▸ **Data for analysis**:
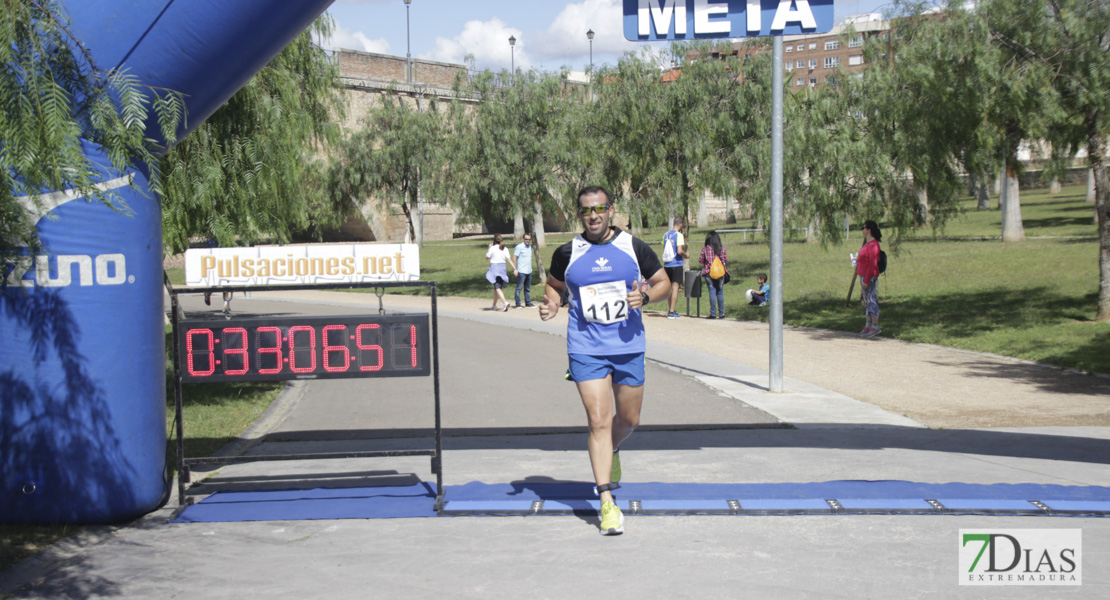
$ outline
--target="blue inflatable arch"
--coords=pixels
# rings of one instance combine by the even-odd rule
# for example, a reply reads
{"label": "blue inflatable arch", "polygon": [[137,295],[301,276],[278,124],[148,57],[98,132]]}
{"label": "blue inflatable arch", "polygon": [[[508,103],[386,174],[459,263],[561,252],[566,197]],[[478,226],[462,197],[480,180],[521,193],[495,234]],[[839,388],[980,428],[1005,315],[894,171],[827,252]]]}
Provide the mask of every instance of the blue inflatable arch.
{"label": "blue inflatable arch", "polygon": [[[183,93],[191,128],[331,2],[60,4],[99,67]],[[147,126],[158,138],[153,116]],[[0,522],[122,521],[164,501],[162,225],[145,183],[139,169],[101,174],[130,215],[67,190],[40,198],[55,217],[38,215],[46,252],[0,288]]]}

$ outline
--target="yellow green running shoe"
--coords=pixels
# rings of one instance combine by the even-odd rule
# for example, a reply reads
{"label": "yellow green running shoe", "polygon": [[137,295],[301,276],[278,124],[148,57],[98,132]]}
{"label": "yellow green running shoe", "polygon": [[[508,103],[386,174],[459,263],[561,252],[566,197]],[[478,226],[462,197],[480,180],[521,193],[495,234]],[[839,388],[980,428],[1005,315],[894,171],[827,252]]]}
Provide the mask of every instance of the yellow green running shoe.
{"label": "yellow green running shoe", "polygon": [[612,502],[601,503],[601,535],[624,533],[624,514]]}
{"label": "yellow green running shoe", "polygon": [[613,468],[609,470],[609,483],[621,482],[621,451],[613,453]]}

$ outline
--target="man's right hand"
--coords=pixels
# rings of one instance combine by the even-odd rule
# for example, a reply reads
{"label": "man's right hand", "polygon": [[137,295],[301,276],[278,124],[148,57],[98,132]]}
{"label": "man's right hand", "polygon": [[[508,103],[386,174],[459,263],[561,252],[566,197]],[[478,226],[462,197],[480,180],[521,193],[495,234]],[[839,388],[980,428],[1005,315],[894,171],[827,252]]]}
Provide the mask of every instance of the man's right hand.
{"label": "man's right hand", "polygon": [[559,314],[559,303],[553,301],[550,296],[545,295],[543,302],[540,302],[537,306],[540,309],[541,321],[550,321],[555,318],[555,315]]}

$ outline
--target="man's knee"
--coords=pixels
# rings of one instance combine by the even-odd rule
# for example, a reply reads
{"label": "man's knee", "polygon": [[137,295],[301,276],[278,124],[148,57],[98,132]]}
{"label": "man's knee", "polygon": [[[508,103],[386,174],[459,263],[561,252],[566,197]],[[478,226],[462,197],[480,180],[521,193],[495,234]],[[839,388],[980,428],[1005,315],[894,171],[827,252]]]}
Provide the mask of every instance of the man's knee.
{"label": "man's knee", "polygon": [[606,418],[604,415],[587,415],[587,421],[590,427],[590,433],[606,433],[613,429],[613,418]]}
{"label": "man's knee", "polygon": [[640,426],[640,415],[617,415],[617,424],[625,429],[636,429]]}

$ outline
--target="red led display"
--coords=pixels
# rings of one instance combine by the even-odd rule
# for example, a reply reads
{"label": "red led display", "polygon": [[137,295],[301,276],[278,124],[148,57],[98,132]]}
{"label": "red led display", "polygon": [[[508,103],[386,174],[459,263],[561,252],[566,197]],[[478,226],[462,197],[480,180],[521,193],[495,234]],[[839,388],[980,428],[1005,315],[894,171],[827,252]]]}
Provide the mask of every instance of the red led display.
{"label": "red led display", "polygon": [[185,383],[431,374],[426,314],[188,319],[177,330]]}

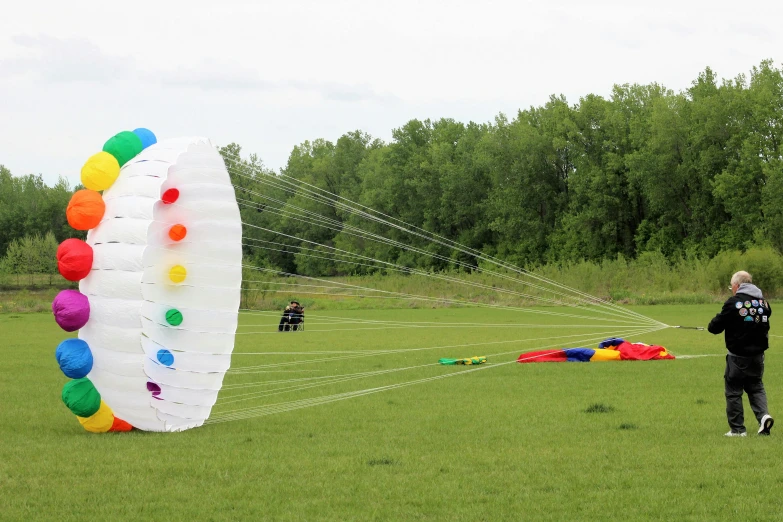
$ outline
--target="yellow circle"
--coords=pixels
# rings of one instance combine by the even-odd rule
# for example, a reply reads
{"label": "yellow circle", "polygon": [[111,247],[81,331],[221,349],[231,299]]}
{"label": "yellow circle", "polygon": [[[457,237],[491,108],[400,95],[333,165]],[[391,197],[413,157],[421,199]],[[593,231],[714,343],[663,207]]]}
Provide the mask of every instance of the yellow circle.
{"label": "yellow circle", "polygon": [[106,433],[114,424],[114,413],[103,401],[101,401],[101,407],[98,408],[98,411],[89,417],[76,418],[79,419],[84,429],[90,433]]}
{"label": "yellow circle", "polygon": [[174,265],[169,270],[169,279],[172,283],[181,283],[188,276],[188,271],[182,265]]}
{"label": "yellow circle", "polygon": [[117,158],[108,152],[99,152],[90,156],[82,167],[82,185],[90,190],[106,190],[120,175]]}

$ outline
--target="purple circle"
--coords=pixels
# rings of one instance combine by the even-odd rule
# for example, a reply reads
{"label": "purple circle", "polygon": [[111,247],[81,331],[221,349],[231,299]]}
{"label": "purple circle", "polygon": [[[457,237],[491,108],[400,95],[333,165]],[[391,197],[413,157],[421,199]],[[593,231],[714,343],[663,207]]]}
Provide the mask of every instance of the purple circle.
{"label": "purple circle", "polygon": [[160,395],[160,386],[152,381],[147,381],[147,391],[152,392],[152,396],[157,398]]}
{"label": "purple circle", "polygon": [[66,332],[75,332],[90,319],[90,301],[77,290],[63,290],[52,301],[54,320]]}

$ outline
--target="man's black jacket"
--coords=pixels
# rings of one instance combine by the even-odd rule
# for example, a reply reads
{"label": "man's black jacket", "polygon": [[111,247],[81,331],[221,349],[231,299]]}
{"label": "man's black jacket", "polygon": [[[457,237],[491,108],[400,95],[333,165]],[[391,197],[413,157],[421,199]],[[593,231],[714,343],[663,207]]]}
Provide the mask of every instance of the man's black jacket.
{"label": "man's black jacket", "polygon": [[760,291],[757,296],[737,292],[737,295],[723,303],[723,309],[707,327],[713,334],[726,331],[726,348],[734,355],[753,357],[769,348],[769,317],[772,308],[760,296]]}

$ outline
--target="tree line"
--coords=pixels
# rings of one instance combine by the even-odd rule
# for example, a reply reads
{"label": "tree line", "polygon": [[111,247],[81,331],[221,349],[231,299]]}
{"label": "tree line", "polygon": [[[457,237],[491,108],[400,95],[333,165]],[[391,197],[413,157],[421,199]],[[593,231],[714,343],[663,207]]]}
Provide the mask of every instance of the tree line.
{"label": "tree line", "polygon": [[[361,131],[306,141],[280,173],[256,156],[239,159],[237,144],[221,153],[242,200],[248,259],[325,276],[378,270],[344,263],[328,247],[427,270],[448,265],[351,227],[476,261],[314,200],[300,182],[520,266],[783,252],[781,139],[783,72],[764,61],[724,81],[707,68],[682,92],[617,85],[608,97],[552,96],[488,123],[411,120],[388,143]],[[0,169],[0,255],[25,235],[73,235],[70,193],[62,181],[50,188]]]}
{"label": "tree line", "polygon": [[0,165],[0,283],[42,282],[36,274],[53,282],[59,242],[84,237],[65,217],[72,194],[63,178],[49,187],[40,175],[12,176]]}
{"label": "tree line", "polygon": [[[752,246],[783,252],[783,74],[769,61],[726,81],[708,68],[683,92],[617,85],[608,98],[570,105],[552,96],[513,119],[412,120],[392,135],[389,143],[359,131],[335,143],[305,142],[281,173],[520,266],[644,252],[710,258]],[[236,161],[239,151],[223,150],[235,183],[255,192],[238,191],[254,202],[243,209],[245,222],[261,227],[246,234],[261,245],[289,245],[247,247],[258,264],[306,275],[373,270],[330,259],[313,243],[405,266],[446,264],[345,226],[455,255],[264,183],[272,173],[254,157]],[[341,226],[313,226],[296,218],[297,209]],[[319,257],[295,253],[300,247]]]}

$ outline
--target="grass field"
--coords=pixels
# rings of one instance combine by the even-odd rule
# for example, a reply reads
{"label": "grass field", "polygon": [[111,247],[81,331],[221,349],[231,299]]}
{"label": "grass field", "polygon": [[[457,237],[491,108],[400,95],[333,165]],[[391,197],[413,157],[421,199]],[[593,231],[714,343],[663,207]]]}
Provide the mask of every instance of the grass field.
{"label": "grass field", "polygon": [[[717,309],[635,308],[673,325],[705,325]],[[233,357],[237,371],[226,377],[215,418],[240,408],[450,377],[180,434],[90,435],[59,399],[66,378],[53,352],[64,334],[51,316],[0,314],[0,519],[781,518],[783,431],[767,438],[722,436],[728,429],[723,357],[501,364],[540,346],[594,346],[579,341],[621,330],[549,328],[563,321],[486,309],[328,315],[537,326],[368,325],[362,328],[372,329],[357,331],[356,325],[320,325],[313,314],[305,332],[279,334],[275,315],[246,315]],[[558,335],[577,336],[543,340]],[[629,338],[663,344],[677,355],[724,352],[721,337],[701,331]],[[773,338],[767,357],[773,414],[783,397],[781,341]],[[445,348],[482,342],[495,344]],[[366,356],[413,348],[420,349]],[[289,353],[249,355],[270,351]],[[351,353],[315,353],[324,351]],[[435,364],[440,357],[472,355],[487,355],[489,363],[475,369]],[[316,358],[327,360],[304,363]],[[239,371],[257,366],[264,367]],[[298,390],[282,388],[318,381],[271,382],[402,367],[415,368]],[[256,395],[243,395],[251,392]],[[747,402],[746,421],[755,432]]]}

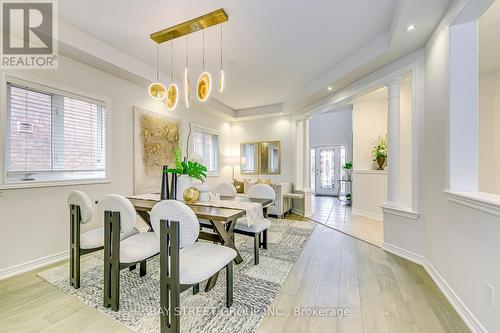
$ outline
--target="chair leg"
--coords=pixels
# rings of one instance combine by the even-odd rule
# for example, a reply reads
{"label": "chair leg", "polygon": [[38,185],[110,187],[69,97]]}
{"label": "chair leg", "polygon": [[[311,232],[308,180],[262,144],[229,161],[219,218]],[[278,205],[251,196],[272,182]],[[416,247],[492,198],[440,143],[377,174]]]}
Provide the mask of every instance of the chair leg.
{"label": "chair leg", "polygon": [[253,245],[253,256],[254,256],[254,262],[255,262],[255,265],[258,265],[259,264],[259,235],[258,234],[255,234],[253,236],[253,240],[254,240],[254,245]]}
{"label": "chair leg", "polygon": [[200,284],[197,283],[193,286],[193,295],[196,295],[199,292],[200,292]]}
{"label": "chair leg", "polygon": [[[135,266],[135,265],[134,265]],[[143,277],[146,275],[146,260],[141,261],[140,263],[140,270],[139,270],[139,276]]]}
{"label": "chair leg", "polygon": [[120,213],[104,212],[104,307],[120,306]]}
{"label": "chair leg", "polygon": [[267,229],[262,232],[262,248],[267,250]]}
{"label": "chair leg", "polygon": [[69,283],[80,288],[80,206],[70,206]]}
{"label": "chair leg", "polygon": [[130,267],[128,268],[128,270],[132,272],[132,271],[133,271],[134,269],[136,269],[136,268],[137,268],[137,266],[136,266],[136,265],[132,265],[132,266],[130,266]]}
{"label": "chair leg", "polygon": [[233,305],[233,262],[226,266],[226,307]]}

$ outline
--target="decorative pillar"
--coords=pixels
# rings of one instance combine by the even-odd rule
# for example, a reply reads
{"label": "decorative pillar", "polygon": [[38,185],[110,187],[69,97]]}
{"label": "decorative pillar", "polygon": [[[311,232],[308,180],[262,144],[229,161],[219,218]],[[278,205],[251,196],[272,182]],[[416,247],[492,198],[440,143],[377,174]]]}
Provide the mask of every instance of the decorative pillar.
{"label": "decorative pillar", "polygon": [[309,120],[307,117],[303,120],[304,123],[304,190],[311,191],[311,147],[309,145]]}
{"label": "decorative pillar", "polygon": [[295,156],[297,157],[295,160],[295,186],[294,188],[296,190],[301,190],[304,187],[304,170],[303,170],[303,153],[304,149],[303,147],[303,135],[304,135],[304,129],[303,129],[304,123],[302,120],[297,120],[295,123]]}
{"label": "decorative pillar", "polygon": [[391,206],[400,204],[401,170],[400,170],[400,125],[401,125],[401,82],[396,78],[387,86],[389,110],[387,114],[387,201]]}
{"label": "decorative pillar", "polygon": [[311,215],[311,147],[309,145],[309,120],[304,118],[303,123],[303,190],[304,193],[304,215]]}

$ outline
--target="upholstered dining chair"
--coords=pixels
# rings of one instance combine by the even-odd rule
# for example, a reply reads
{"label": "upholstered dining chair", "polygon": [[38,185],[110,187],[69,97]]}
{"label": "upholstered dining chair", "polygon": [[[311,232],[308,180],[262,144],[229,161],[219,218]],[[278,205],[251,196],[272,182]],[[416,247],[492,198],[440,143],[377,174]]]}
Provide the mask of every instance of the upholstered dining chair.
{"label": "upholstered dining chair", "polygon": [[233,304],[233,259],[236,251],[198,241],[199,225],[184,203],[164,200],[151,210],[151,225],[160,238],[160,332],[180,332],[180,294],[226,268],[226,307]]}
{"label": "upholstered dining chair", "polygon": [[141,232],[121,240],[134,227],[136,211],[122,195],[109,194],[99,200],[98,214],[104,215],[104,307],[120,307],[120,271],[140,264],[146,275],[146,260],[160,253],[160,239],[153,232]]}
{"label": "upholstered dining chair", "polygon": [[214,192],[227,197],[235,197],[236,187],[231,183],[220,183],[215,186]]}
{"label": "upholstered dining chair", "polygon": [[[104,228],[96,228],[80,233],[81,224],[94,220],[94,205],[89,197],[82,191],[71,191],[68,195],[70,212],[70,255],[69,255],[69,281],[75,289],[80,288],[80,257],[104,247]],[[102,221],[102,220],[101,220]],[[139,233],[135,228],[120,235],[122,239]]]}
{"label": "upholstered dining chair", "polygon": [[[276,198],[276,193],[273,188],[268,184],[256,184],[248,190],[249,198],[256,199],[269,199],[274,202]],[[269,204],[268,206],[270,206]],[[253,221],[252,224],[248,225],[247,218],[242,217],[236,221],[234,227],[234,232],[240,235],[250,236],[254,239],[254,263],[259,264],[259,250],[262,247],[267,249],[267,229],[271,226],[271,221],[267,218],[267,206],[263,207],[264,218]]]}

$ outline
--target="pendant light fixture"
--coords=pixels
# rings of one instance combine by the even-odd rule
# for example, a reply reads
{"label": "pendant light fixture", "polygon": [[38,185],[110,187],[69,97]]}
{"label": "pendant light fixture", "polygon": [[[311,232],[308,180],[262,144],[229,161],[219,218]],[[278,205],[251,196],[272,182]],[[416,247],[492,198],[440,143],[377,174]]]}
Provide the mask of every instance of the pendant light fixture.
{"label": "pendant light fixture", "polygon": [[179,89],[174,83],[174,52],[173,52],[173,42],[170,41],[170,85],[167,90],[167,99],[165,103],[170,111],[173,111],[177,106],[177,101],[179,100]]}
{"label": "pendant light fixture", "polygon": [[189,82],[189,47],[188,36],[186,35],[186,68],[184,69],[184,99],[186,108],[189,108],[189,99],[191,98],[191,83]]}
{"label": "pendant light fixture", "polygon": [[219,92],[224,91],[224,69],[222,67],[222,24],[220,25],[220,77],[219,77]]}
{"label": "pendant light fixture", "polygon": [[212,90],[212,78],[210,73],[205,71],[205,30],[203,32],[203,73],[201,73],[198,78],[198,84],[196,85],[196,93],[200,102],[205,102],[210,96]]}
{"label": "pendant light fixture", "polygon": [[157,101],[161,101],[165,98],[167,95],[167,89],[165,89],[165,86],[160,83],[159,77],[160,77],[160,68],[159,68],[159,60],[158,60],[158,48],[159,44],[156,43],[156,80],[155,82],[151,83],[149,85],[149,95],[156,99]]}

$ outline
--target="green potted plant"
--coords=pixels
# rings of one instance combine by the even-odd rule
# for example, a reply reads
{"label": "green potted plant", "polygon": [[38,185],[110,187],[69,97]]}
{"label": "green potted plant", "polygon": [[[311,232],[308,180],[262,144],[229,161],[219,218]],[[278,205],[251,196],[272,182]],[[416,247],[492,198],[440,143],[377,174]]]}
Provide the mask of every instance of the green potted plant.
{"label": "green potted plant", "polygon": [[379,136],[372,147],[373,160],[377,161],[378,169],[384,170],[384,164],[387,158],[387,135]]}
{"label": "green potted plant", "polygon": [[345,162],[344,165],[342,166],[342,169],[344,169],[344,176],[342,177],[342,179],[343,180],[351,180],[352,162]]}

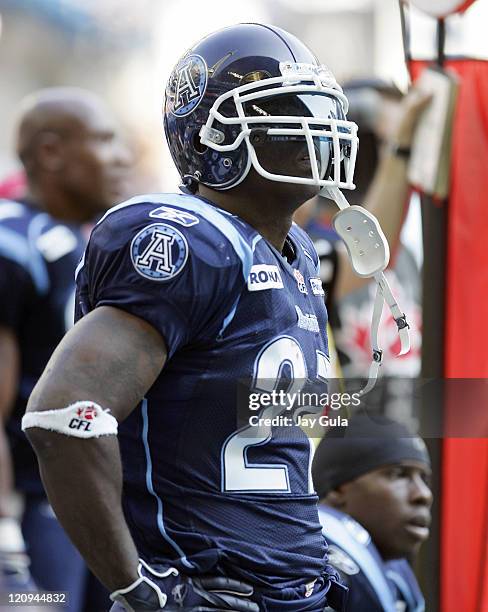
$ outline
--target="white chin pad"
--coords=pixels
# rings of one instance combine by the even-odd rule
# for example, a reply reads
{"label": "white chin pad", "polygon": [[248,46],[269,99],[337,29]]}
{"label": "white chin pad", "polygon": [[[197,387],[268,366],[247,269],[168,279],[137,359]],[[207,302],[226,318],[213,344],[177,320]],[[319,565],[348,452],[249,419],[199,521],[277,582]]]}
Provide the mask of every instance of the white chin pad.
{"label": "white chin pad", "polygon": [[32,427],[48,429],[75,438],[116,436],[117,420],[95,402],[80,401],[60,410],[27,412],[22,430]]}
{"label": "white chin pad", "polygon": [[332,222],[344,240],[356,274],[369,278],[386,268],[390,249],[376,217],[362,206],[348,206]]}

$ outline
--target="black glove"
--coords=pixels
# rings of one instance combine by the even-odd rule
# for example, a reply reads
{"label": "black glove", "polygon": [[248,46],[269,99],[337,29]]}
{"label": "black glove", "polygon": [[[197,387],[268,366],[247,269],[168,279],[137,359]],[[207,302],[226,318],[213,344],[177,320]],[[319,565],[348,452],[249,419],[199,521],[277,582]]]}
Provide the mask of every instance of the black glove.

▸ **Task goal**:
Could you copy out every line in the material above that contains the string "glove"?

▸ **Expected answer**:
--target="black glove"
{"label": "black glove", "polygon": [[248,46],[269,99],[337,29]]}
{"label": "black glove", "polygon": [[[197,387],[268,366],[247,269],[168,279],[137,359]],[[207,302],[226,318],[213,344],[177,320]],[[319,565],[348,452],[249,419],[199,521],[277,582]]]}
Provide the mask of every instance of the black glove.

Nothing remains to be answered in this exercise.